:: DOCUMENT EXCERPT ::
Democrats are becoming resigned to the inevitability of a Trump administration. Are the progressives among them at least cautiously optimistic about the major gains that could be made in all the areas where Trump is "to the left" of Crooked Hillary? These include:
- Cleaning up corruption
- Ending the revolving door between lobbying and working for the government
- Trade, tariffs, bringing back manufacturing base
- Anti-interventionism, especially in Middle East
- Detente with Russia
- Leaving major entitlements alone
You'd think that the re-alignment under way would bring most of the progressive Democrats over to the Trump side, even if they didn't accept the label Republican or indeed vote for any other R aside from Trump. Hillary and the Establishment Democrats are simply too "far right" on all of these major issues, and are not any better on issues where Trump is not worlds apart from Clinton, such as climate change and environmental policy. (All of the enviro-inspired DNC platform items were squashed in committee by the Clintonites.)
Trump will get about 20% of the Bernie primary voters, but something tells me most of them would not identify as "progressive". What about the Bernie sympathizers who do identify as progressive?
There are a handful of exceptions like Slavoj Zizek and Michael Tracey (cautiously optimistic), and Cassandra Fairbanks (Bernie-to-Trump supporter), but for the most part the progressives are striving to distance themselves from Trump -- and therefore, from the issues where he commands the high ground over the Dem Establishment.
Jordan Chariton and Emma Vigeland from The Young Turks: Politics, the regular Young Turks crew, David Sirota, Rania Khalek, Nomiki Konst, etc. -- I've looked into where they're at, and their general response is embarrassment. They're embarrassed that Trump and the Trump supporters now own their pet issues.
For awhile, they tried to deny that their issues were now Trump's issues, like maybe he wasn't really going to gut NAFTA, or terminate the program of regime change, or demote Saudi Arabia from high-ranking ally to hostile terror state. By now they've accepted that he means to do those things.
Now they're in the bind of a teenager who thinks they're cooler than everyone else, who suddenly learns that their parents are really into the same music they are -- and worse, the prole neighbors are into their favorite bands too! They can no longer maintain their counter-cultural affectation by railing against the TPP, protesting against pointless wars in the Middle East, and decrying how mega-donors and Wall Street lobbyists control the White House.
So just like the try-hard teenager who frantically searches for a new band that their parents and neighbors haven't heard of, suddenly the progressives are 100% focused on climate change, environmentalism, and specifically the Dakota Pipeline and the protests there. Finally, a set of issues where Trump -- and those lowly Trump supporters -- are nowhere to be seen! At last we can relax together in our little progressive purity circle and resume our counter-cultural poses against President Drumpf and his anti-progressive environmental policies.
:::
— REQUIRED ACTIONS —
(a) Print the post about progressives and Trump from "Now they're in" up to and including "the White House.".
(b) According to the post about progressives and Trump, what share of the Bernie primary voters will Trump get?
(c) Write the next part of the post about progressives and Trump, picking up after its final sentence.
The entries that come next are from a different source and are unrelated to the post about progressives and Trump.
:: PROVIDED RECORDS ::
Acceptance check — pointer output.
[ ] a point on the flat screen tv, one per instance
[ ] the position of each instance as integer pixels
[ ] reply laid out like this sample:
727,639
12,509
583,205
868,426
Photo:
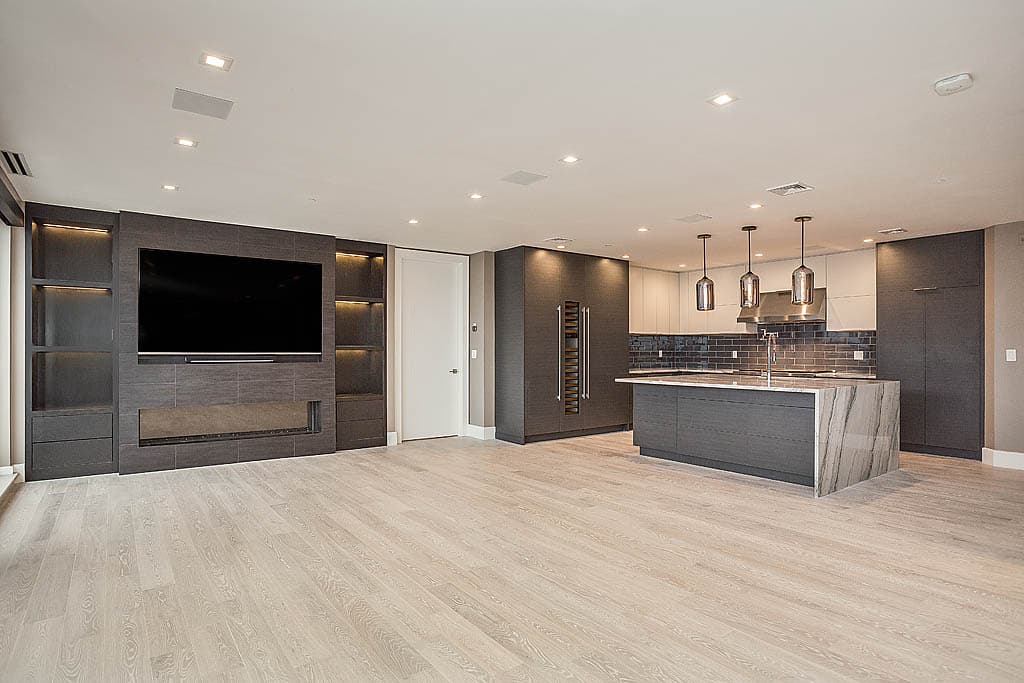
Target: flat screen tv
196,304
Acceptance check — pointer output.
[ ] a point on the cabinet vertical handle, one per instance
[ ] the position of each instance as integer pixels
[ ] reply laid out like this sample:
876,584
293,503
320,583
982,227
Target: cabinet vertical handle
558,348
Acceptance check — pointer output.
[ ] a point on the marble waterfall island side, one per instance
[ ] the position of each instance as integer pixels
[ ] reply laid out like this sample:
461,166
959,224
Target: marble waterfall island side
824,433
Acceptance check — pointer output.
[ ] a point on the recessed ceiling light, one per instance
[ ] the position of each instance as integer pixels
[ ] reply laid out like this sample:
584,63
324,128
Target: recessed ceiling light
722,99
216,60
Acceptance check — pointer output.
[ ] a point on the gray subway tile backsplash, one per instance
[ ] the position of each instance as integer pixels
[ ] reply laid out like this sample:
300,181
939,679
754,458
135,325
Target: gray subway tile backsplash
801,345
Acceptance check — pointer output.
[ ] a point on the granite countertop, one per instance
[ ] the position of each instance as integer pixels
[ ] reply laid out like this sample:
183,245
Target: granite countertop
726,381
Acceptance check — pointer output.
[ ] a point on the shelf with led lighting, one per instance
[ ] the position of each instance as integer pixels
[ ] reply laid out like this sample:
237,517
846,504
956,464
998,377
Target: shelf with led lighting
359,324
71,342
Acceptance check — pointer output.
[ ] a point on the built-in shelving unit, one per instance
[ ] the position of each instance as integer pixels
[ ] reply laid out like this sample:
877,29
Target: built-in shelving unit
72,342
359,315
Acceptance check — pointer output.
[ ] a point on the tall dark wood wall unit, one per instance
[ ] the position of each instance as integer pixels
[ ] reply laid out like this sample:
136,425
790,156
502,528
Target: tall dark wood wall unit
931,328
561,338
72,299
359,343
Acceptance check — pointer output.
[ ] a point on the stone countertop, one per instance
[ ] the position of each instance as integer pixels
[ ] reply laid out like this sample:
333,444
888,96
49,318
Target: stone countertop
726,381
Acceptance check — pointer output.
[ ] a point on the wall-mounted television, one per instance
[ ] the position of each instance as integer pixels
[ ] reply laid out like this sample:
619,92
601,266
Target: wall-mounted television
208,304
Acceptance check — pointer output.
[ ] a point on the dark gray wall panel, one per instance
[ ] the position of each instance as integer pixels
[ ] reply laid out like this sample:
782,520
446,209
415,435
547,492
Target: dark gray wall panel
154,385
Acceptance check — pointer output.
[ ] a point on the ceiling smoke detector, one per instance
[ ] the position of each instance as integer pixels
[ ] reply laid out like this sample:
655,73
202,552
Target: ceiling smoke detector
790,188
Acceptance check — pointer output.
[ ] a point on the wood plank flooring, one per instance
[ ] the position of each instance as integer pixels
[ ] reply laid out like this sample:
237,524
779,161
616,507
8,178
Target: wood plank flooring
457,559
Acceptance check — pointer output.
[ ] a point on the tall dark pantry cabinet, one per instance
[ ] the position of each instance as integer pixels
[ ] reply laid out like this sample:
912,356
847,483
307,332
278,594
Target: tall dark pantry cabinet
561,338
931,329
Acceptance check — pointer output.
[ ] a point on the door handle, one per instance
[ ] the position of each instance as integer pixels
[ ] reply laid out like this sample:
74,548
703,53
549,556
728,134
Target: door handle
558,348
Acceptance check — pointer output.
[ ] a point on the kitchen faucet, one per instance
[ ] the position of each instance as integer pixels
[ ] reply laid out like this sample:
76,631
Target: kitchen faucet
771,343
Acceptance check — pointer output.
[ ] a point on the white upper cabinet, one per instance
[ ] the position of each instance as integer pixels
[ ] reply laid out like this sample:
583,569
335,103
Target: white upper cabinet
653,301
851,273
777,275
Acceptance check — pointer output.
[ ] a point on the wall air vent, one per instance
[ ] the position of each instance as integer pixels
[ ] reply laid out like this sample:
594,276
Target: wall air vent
14,164
523,178
197,102
790,188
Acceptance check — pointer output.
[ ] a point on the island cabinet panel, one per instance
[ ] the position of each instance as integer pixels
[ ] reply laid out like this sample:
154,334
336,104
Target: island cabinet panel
931,338
561,338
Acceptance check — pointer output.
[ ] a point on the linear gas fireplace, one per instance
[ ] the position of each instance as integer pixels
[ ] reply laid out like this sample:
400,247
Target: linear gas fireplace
160,426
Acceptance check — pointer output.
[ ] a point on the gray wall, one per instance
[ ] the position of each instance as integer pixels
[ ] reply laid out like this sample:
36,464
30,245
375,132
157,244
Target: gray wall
1005,329
164,385
481,312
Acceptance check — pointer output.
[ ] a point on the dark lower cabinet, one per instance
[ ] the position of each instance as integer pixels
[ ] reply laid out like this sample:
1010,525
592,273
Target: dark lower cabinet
931,338
560,340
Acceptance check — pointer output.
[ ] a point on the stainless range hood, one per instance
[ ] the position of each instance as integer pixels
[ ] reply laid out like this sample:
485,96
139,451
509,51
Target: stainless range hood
778,307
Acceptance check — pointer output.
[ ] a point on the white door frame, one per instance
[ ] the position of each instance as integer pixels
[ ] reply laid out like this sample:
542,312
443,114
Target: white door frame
400,256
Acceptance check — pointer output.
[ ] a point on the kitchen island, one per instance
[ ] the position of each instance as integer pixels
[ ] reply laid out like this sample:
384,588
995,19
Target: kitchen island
824,433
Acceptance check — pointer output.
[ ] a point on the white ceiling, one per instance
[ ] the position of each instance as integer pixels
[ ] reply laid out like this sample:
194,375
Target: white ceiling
:::
— ANSWERS TO THE EXERCISE —
(a)
Now they're in the bind of a teenager who thinks they're cooler than everyone else, who suddenly learns that their parents are really into the same music they are -- and worse, the prole neighbors are into their favorite bands too! They can no longer maintain their counter-cultural affectation by railing against the TPP, protesting against pointless wars in the Middle East, and decrying how mega-donors and Wall Street lobbyists control the White House.

(b) About 20%.

(c)
The fact that just about all of these people are converging on the same solution, without any of them orchestrating it or handing out talking points (or even commenting on it), shows that it springs organically from the mindset of the average progressive.
If their mindset were concerned with certain issues, they would at least be cautiously optimistic. "Sure, Trump may not be great on environmentalism, but at least we're finally going to see an end to NAFTA. Awesome sauce!" They would be treating him as a strategic ally rather than a 100% fellow traveler, but not as an enemy.
No: it turns out their main concern was affecting a counter-cultural persona for status points within their peer group of professional progressives. If the Trump movement champions the existing set of pet topics for progs, they will simply dump them and pick up a new set that the Trumpians will not touch with a 10-foot pole. Right now that means hardcore environmentalism, but if Trump takes that up, too, they'll drop that as well and move on to yet another topic, like opening the prisons -- let's see Mr. Law-and-Order take over that policy.
No matter what, the over-arching stance toward Trump is that he is the enemy, and can never be a strategic ally. These people are not interested in achieving goals, which will usually require allying with others who share those goals, but in maintaining (counter-)cultural purity. It's not ideological purity, else they'd be in the cautiously optimistic mindset.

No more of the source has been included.